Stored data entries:
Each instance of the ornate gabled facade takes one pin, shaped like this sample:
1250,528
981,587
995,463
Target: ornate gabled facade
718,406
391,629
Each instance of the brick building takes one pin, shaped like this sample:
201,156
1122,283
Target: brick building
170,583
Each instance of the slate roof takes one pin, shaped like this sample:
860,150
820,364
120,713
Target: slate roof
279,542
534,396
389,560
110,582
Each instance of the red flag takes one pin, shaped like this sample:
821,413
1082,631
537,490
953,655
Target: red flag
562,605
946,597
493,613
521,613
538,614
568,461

Work required
Would you print all of the records exactly as they were given?

Output for this exercise
Each instance of the ornate gabled facade takes one pin, shaped like this sample:
1250,528
981,587
995,463
Target: ornate gabled facade
718,406
391,629
Each instance of the brick building takes one pin, shaped like this sample:
201,156
1122,283
Target: brick building
170,583
Each instance of the slate roof takes one pin, shaped like this sample:
860,150
820,364
120,713
Target: slate roof
279,542
534,396
389,560
110,582
Each instance of the red flag takes one pin, shaped like this sample:
821,413
1082,631
537,490
953,655
Target: red flag
562,605
946,597
493,613
521,613
538,614
568,461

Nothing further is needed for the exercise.